EXTRACT TO READ:
* begin *

Immediately feelings of embarrassment, dismay, and aggravation kick in.  Not only that, you feel disheartened to have let someone else down.  
 
Ugh... sigh...  
 
Mistakes happen.  They are a normal part of being human.  No matter how much planning, preventing, structuring we do... they still happen.
 
Some mistakes may have bigger consequences to ourselves or an impact on other people.
 
In our coach training, we teach a truly powerful model called Compassionate Communication. Also known as Nonviolent Communication.  One wonderful aspect of this approach is that it applies to such a vast array of human dilemmas and has the ability to restore connection, peace, and flow.
 
Compassionate Communication has been found highly effective in everything from warring communities in the Middle East, to effective parenting, to coaching, to self-esteem.
 
It is no surprise then that applying this model to mistake-making helps us acknowledge and claim the results of our words (or lack of words) and/or actions (or inactions).
 
There are four ingredients: 
  1. Observable facts (versus an evaluation or judgment of what happened or didn't happen).
  2. Feelings that were stimulated by these facts.
  3. Needs - The key ingredients needed to foster a successful outcome.
  4. Requests - What would you like to invite next?
 
For example, with a mistake, we can own it and say:

  1. Observation: "When I realized that I forgot to email you something that we agreed upon."
  2. Feelings: "I felt so embarrassed and dismayed."
  3. Needs: "This doesn't meet my own needs for professionalism - to do what I say I will do."
  4. Request: "Would you be willing to give me a do-over, along with my pledge to slow down, focus, and finish?"

* end *

REQUIRED TASK 1: List the ingredients of Compassionate Communication named in the passage about mistakes.

DATA SUPPLIED:

* begin *

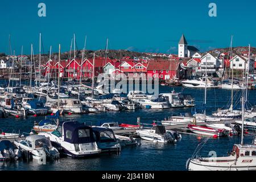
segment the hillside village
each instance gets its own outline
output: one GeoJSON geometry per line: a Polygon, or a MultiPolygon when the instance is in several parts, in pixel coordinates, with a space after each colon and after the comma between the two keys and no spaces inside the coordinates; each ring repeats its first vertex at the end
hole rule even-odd
{"type": "Polygon", "coordinates": [[[31,69],[42,74],[56,77],[60,67],[61,77],[72,77],[79,80],[92,77],[93,55],[94,52],[94,73],[106,73],[116,76],[123,73],[127,76],[138,77],[142,75],[160,80],[171,80],[174,78],[185,79],[191,76],[201,76],[205,73],[214,77],[224,76],[225,71],[236,70],[241,74],[245,68],[248,67],[253,74],[255,73],[255,63],[256,49],[251,48],[250,60],[248,61],[248,47],[233,48],[233,55],[229,53],[229,48],[216,49],[208,52],[201,53],[194,46],[188,44],[185,36],[182,35],[178,43],[177,54],[160,53],[139,53],[126,50],[86,51],[85,59],[81,59],[82,51],[76,52],[76,59],[69,52],[63,53],[59,65],[57,55],[42,55],[41,65],[39,64],[39,56],[35,55],[35,61],[31,61],[27,55],[6,56],[0,53],[0,74],[10,74],[13,69],[15,73],[28,73],[31,69]],[[34,64],[35,63],[35,64],[34,64]]]}

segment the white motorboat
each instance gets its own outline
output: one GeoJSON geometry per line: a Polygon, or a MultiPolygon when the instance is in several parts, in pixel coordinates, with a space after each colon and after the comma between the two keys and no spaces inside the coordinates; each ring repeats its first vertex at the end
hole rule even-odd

* end *

REQUIRED TASK 2: Please edit the entries above by replacing "segment" with "outline" everywhere and keeping everything else the same. Leave the pictures out of your answer.

PROBLEM SOLUTION 1: Observable facts; Feelings; Needs; Requests

PROBLEM SOLUTION 2:
outline the hillside village
each instance gets its own outline
output: one GeoJSON geometry per line: a Polygon, or a MultiPolygon when the instance is in several parts, in pixel coordinates, with a space after each colon and after the comma between the two keys and no spaces inside the coordinates; each ring repeats its first vertex at the end
hole rule even-odd
{"type": "Polygon", "coordinates": [[[31,69],[42,74],[56,77],[60,67],[61,77],[72,77],[79,80],[92,77],[93,55],[94,52],[94,73],[106,73],[116,76],[123,73],[127,76],[138,77],[142,75],[160,80],[171,80],[174,78],[185,79],[191,76],[201,76],[205,73],[214,77],[224,76],[225,71],[236,70],[241,74],[245,68],[248,67],[253,74],[255,73],[255,63],[256,49],[251,48],[250,60],[248,61],[248,47],[233,48],[233,55],[229,53],[229,48],[216,49],[208,52],[201,53],[194,46],[188,44],[185,36],[182,35],[178,43],[177,54],[160,53],[139,53],[126,50],[86,51],[85,59],[81,59],[82,51],[76,52],[76,59],[69,52],[63,53],[59,65],[57,55],[42,55],[41,65],[39,64],[39,56],[35,55],[35,61],[31,61],[27,55],[6,56],[0,53],[0,74],[10,74],[13,69],[15,73],[28,73],[31,69]],[[34,64],[35,63],[35,64],[34,64]]]}

outline the white motorboat
each instance gets its own outline
output: one GeoJSON geometry per line: a Polygon, or a MultiPolygon when the instance is in several parts, in pixel coordinates, with a space after each colon and after the comma between the two keys and no spaces inside the coordinates; each ring repeats its first vertex at the end
hole rule even-odd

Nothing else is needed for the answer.